-- Exercise --
Find every line in the rows below that contains the string "query", matching case exactly, and copy each of those lines.

-- Data supplied --
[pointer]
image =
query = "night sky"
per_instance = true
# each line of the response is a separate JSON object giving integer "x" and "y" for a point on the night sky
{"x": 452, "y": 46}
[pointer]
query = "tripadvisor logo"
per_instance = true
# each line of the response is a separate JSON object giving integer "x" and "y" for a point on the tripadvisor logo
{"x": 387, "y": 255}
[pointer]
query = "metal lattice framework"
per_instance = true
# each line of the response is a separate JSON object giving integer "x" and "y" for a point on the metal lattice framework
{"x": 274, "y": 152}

-- Solution for this exercise --
query = "night sky"
query = "tripadvisor logo"
query = "metal lattice framework"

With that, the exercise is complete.